Democratic Justice: Felix Frankfurter, the Supreme Court, and the Making of the Liberal Establishment
by Brad Snyder
W.W. Norton & Company, 992 pp., $45.00

After Frankfurter’s death in 1965, biographers showed little interest in writing about his life. Would-be chroniclers came to dislike their subject as they researched him. Frankfurter was ambitious to a fault with strains of narcissism. He flattered superiors and exhibited venomous contempt for those who disagreed with him. A further problem was the sheer volume of material. Frankfurter wrote a dozen letters a day or more. He wrote hundreds of articles and drafted countless briefs, reports, and books. His vast papers in the archives at Harvard Law School and the Library of Congress amount to 500 boxes of material containing more than 110,000 items. To make matters worse, some of the most important files in Frankfurter’s archives were stolen from the Library of Congress in the early 1970s, and their whereabouts remain unknown.

Brad Snyder’s new book, Democratic Justice: Felix Frankfurter, the Supreme Court, and the Making of the Liberal Establishment, is the first work to grapple with his life and legacy in full. Snyder, a law professor and historian at Georgetown, presents Frankfurter as an antidote to a court that has struck down campaign finance laws, crippled the Voting Rights Act, canceled gun control legislation, undermined the regulatory state, and removed the right to abortion. This is a degree of power, Snyder points out, that Frankfurter believed the court should never wield. And in Frankfurter’s belief that rights should not be left to the court, but established through democratic processes, Snyder sees a progressive path beyond today’s conservative court.

Snyder is not alone in finding hope for those on the political left of center in Frankfurter’s approach. Academics like my left-leaning Yale colleague Samuel Moyn and Harvard’s liberal Cass Sunstein have embraced the justice’s commitment to judicial restraint for the era of conservative courts. So have leading Democratic Party politicians, for whom Frankfurter is the judge who was appropriately skeptical of the power of judges. Yet the conservative justices on the court who claim him as one of their own offer a different figure: one who laid the groundwork for a critique of liberal judicial overreach that the conservative legal movement has spent the past half-century pursuing. Struggle for the meaning of Frankfurter’s legacy, it seems, has quietly become a contest over the future of the court.

### EXERCISE INPUT

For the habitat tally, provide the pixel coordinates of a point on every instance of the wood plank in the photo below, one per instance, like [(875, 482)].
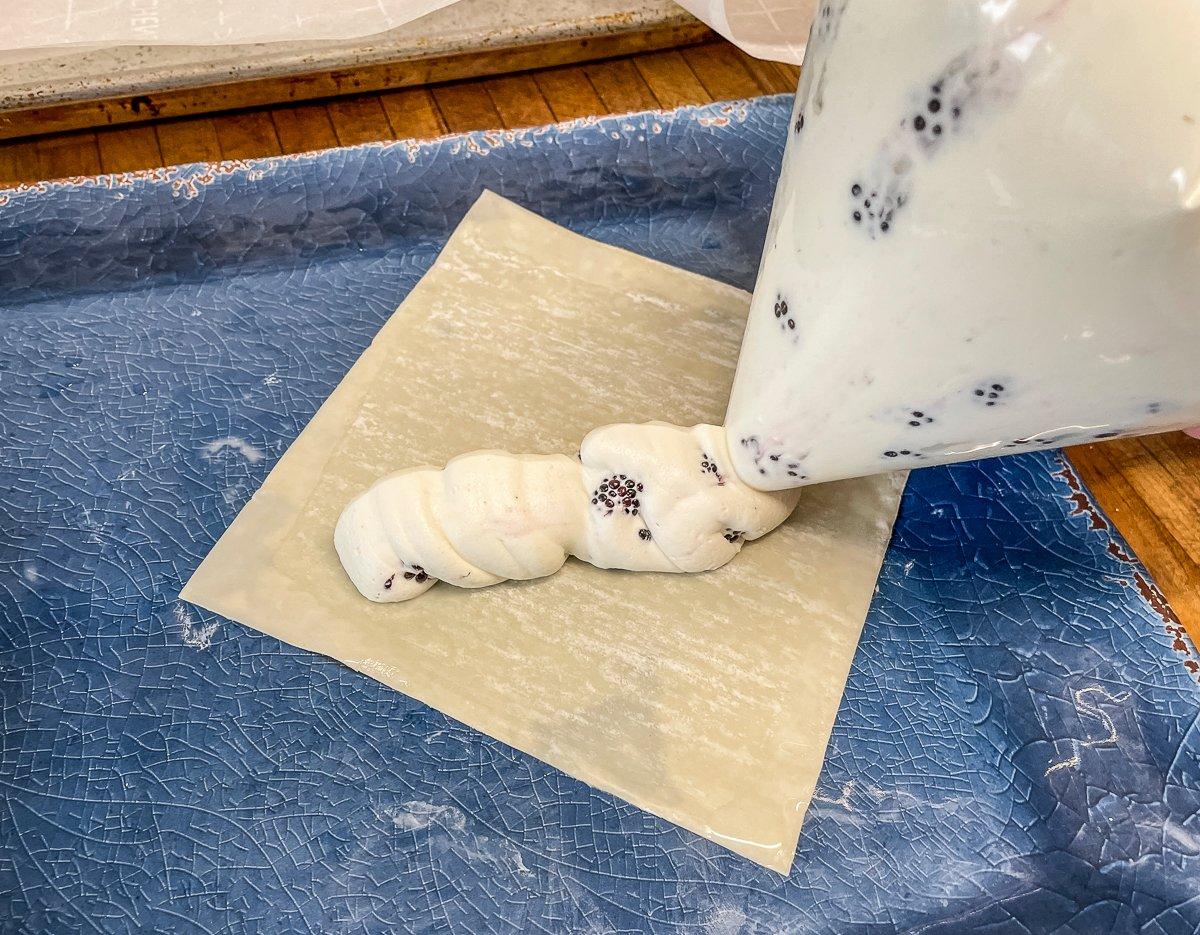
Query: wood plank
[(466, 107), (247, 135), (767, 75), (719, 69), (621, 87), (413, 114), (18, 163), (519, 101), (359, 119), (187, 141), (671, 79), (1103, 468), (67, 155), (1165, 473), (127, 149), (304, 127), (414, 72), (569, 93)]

---

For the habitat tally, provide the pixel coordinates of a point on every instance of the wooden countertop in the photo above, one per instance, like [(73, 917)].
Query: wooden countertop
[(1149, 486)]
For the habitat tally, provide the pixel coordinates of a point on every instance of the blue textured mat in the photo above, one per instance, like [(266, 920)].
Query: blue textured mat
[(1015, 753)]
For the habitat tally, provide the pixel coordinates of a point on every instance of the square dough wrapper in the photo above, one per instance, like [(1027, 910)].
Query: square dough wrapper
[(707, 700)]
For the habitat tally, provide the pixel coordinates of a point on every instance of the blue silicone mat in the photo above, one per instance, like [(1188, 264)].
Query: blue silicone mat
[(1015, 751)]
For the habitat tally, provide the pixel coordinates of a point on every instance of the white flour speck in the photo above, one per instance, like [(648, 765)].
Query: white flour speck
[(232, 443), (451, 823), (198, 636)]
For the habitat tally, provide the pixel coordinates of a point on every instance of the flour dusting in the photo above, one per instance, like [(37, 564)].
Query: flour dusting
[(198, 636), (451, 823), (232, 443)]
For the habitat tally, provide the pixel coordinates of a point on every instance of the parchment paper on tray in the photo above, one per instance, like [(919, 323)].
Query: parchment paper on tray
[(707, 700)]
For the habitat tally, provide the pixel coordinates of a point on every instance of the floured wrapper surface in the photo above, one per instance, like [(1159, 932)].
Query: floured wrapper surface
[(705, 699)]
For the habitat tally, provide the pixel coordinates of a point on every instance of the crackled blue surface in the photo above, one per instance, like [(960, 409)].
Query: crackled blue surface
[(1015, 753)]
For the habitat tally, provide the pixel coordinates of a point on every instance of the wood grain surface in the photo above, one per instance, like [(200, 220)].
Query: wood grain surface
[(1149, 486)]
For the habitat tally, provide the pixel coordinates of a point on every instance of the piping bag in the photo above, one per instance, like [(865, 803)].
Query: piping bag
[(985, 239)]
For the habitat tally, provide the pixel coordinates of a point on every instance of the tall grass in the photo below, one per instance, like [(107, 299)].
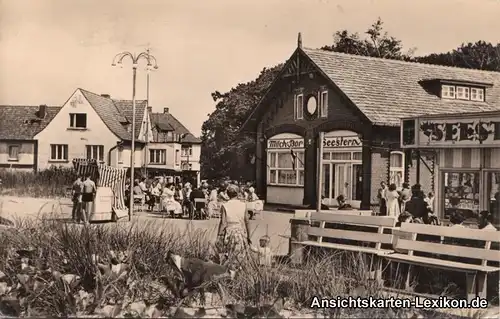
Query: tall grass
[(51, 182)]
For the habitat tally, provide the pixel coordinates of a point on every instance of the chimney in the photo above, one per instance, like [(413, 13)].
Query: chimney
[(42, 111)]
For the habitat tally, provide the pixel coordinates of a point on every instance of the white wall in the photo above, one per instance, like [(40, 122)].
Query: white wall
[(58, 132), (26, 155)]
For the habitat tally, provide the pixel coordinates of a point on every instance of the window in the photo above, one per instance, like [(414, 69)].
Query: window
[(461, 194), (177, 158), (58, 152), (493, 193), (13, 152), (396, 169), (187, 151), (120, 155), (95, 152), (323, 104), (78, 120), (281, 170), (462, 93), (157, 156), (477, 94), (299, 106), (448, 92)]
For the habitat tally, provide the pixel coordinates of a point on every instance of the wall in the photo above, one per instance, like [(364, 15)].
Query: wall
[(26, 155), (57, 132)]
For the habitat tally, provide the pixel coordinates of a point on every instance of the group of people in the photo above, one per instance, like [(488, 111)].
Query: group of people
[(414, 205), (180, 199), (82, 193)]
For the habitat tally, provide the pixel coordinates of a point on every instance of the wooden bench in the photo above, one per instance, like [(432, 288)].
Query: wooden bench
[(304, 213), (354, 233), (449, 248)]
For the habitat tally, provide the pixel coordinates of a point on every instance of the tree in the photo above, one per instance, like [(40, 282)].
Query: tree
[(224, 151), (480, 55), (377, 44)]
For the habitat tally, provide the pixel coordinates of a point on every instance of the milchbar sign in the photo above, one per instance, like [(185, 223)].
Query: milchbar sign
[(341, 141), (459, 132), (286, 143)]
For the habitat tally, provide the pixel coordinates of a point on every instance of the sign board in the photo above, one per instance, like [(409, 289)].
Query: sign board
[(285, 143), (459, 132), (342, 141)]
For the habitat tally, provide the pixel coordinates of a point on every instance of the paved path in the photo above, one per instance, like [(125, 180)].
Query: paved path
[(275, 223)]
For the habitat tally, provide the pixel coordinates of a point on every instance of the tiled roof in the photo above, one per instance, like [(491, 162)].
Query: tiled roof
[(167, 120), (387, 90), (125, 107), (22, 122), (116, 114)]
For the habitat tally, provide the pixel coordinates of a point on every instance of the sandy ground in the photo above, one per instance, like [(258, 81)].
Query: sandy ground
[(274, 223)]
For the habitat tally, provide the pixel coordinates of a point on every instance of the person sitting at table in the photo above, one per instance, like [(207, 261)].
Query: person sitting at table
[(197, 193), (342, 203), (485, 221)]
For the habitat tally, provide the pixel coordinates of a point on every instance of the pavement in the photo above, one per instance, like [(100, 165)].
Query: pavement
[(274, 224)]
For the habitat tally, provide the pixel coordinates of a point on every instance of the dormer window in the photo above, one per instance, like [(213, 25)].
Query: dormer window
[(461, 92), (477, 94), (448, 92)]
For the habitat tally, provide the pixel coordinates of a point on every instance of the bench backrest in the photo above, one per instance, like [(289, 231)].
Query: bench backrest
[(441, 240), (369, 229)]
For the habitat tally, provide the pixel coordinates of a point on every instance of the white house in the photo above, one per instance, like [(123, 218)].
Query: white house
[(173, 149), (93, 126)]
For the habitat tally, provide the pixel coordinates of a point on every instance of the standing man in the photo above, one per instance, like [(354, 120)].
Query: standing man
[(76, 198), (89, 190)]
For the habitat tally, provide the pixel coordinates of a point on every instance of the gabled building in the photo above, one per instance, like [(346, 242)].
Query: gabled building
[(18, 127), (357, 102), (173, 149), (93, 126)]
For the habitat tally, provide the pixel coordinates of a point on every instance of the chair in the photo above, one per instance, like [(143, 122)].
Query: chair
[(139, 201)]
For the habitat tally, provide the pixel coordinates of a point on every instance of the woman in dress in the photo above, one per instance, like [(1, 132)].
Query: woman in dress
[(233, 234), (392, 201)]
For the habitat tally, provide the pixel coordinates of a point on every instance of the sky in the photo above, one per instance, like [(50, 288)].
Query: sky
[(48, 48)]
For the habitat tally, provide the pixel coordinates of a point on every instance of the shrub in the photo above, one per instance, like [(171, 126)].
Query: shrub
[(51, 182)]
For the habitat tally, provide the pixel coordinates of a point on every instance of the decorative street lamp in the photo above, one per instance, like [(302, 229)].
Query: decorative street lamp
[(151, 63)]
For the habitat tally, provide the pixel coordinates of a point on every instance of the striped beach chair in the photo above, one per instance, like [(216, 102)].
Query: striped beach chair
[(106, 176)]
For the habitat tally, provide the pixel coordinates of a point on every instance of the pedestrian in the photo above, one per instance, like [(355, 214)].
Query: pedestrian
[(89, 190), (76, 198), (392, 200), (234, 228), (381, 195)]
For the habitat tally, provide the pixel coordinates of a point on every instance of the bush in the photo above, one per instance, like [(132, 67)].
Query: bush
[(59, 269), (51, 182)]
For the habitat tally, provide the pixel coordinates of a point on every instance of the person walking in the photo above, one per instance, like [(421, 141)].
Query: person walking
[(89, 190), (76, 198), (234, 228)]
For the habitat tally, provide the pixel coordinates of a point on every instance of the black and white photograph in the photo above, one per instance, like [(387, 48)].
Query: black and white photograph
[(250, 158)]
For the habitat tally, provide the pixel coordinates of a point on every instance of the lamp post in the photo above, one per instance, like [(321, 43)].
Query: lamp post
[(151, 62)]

--

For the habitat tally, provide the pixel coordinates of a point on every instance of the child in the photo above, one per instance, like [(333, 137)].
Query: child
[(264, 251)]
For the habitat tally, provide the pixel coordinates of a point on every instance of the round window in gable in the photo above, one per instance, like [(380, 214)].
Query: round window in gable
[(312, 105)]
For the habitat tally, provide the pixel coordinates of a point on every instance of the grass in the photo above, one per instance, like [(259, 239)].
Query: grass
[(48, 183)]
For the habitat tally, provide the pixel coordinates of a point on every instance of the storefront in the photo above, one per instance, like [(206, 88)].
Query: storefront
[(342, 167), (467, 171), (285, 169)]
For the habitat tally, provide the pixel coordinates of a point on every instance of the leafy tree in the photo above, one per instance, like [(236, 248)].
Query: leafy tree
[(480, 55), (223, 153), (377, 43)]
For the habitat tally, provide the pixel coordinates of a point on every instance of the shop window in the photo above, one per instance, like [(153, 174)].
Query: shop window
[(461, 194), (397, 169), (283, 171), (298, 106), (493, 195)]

### TASKS TO PERFORM
#1 In the review, swap "biographers" for "historians" and write out the passage that begins at the words "After Frankfurter’s death" and stops after "whereabouts remain unknown.".
#2 Rewrite the records as a numbered list, leaving out blank lines. Begin at the line of the records that has "like [(346, 242)]." and stop after the line that has "[(59, 269), (51, 182)]".
These records have no connection to the review.

### ANSWERS PER TASK
#1
After Frankfurter’s death in 1965, historians showed little interest in writing about his life. Would-be chroniclers came to dislike their subject as they researched him. Frankfurter was ambitious to a fault with strains of narcissism. He flattered superiors and exhibited venomous contempt for those who disagreed with him. A further problem was the sheer volume of material. Frankfurter wrote a dozen letters a day or more. He wrote hundreds of articles and drafted countless briefs, reports, and books. His vast papers in the archives at Harvard Law School and the Library of Congress amount to 500 boxes of material containing more than 110,000 items. To make matters worse, some of the most important files in Frankfurter’s archives were stolen from the Library of Congress in the early 1970s, and their whereabouts remain unknown.

#2
1. For the habitat tally, provide the pixel coordinates of a point on every instance of the gabled building in the photo above, one per instance, like [(346, 242)].
2. Query: gabled building
3. [(18, 127), (357, 102), (173, 149), (93, 126)]
4. For the habitat tally, provide the pixel coordinates of a point on every instance of the chair in the photo above, one per instance, like [(143, 122)].
5. Query: chair
6. [(139, 201)]
7. For the habitat tally, provide the pixel coordinates of a point on every instance of the woman in dress in the photo above, one per instance, like [(1, 132)].
8. Query: woman in dress
9. [(233, 234), (392, 201)]
10. For the habitat tally, provide the pixel coordinates of a point on every instance of the sky in the photo above, one per instance, like [(50, 288)].
11. Query: sky
12. [(48, 48)]
13. For the habitat tally, provide the pixel coordinates of a point on every instance of the shrub in the photo above, one per instance, like [(171, 126)].
14. Query: shrub
15. [(51, 182)]
16. For the habitat tally, provide the pixel coordinates of a point on every instance of the decorative street lamp in the photo above, one per instance, like [(302, 229)].
17. Query: decorative street lamp
18. [(151, 63)]
19. For the habitat tally, provide the pixel coordinates of a point on every instance of the striped beach chair in the photo above, one per instance, like [(216, 102)].
20. Query: striped beach chair
21. [(106, 176)]
22. For the habitat tally, provide the pixel coordinates of a point on every instance of the pedestrian in the photo above, one per instance, like [(355, 214)].
23. Query: pedestrian
24. [(89, 190), (76, 198), (392, 200), (234, 228), (381, 195)]
25. For the habitat tally, provide the pixel coordinates of a point on every instance of the bush in the photo above, one per instance, like [(132, 67)].
26. Query: bush
27. [(59, 269), (51, 182)]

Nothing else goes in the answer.